Records:
----------------------------------------

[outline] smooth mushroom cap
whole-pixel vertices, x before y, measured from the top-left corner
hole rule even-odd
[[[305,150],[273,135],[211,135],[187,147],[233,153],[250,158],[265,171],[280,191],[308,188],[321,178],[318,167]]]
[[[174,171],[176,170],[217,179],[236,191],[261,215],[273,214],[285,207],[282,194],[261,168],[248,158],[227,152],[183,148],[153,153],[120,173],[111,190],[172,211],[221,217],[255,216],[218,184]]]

----------------------------------------

Rewrite the records above with "top-left" changed to "upper-left" and every other part left unchanged.

### EXPECTED OUTPUT
[outline] smooth mushroom cap
whole-pixel vertices, x before y, measured from the upper-left corner
hole rule even-odd
[[[305,150],[273,135],[211,135],[187,147],[233,153],[250,158],[265,171],[280,191],[308,188],[321,178],[318,167]]]
[[[174,171],[176,170],[217,179],[236,191],[261,215],[273,214],[285,207],[282,194],[261,168],[248,158],[227,152],[183,148],[153,153],[120,173],[111,190],[172,211],[221,217],[255,216],[218,184]]]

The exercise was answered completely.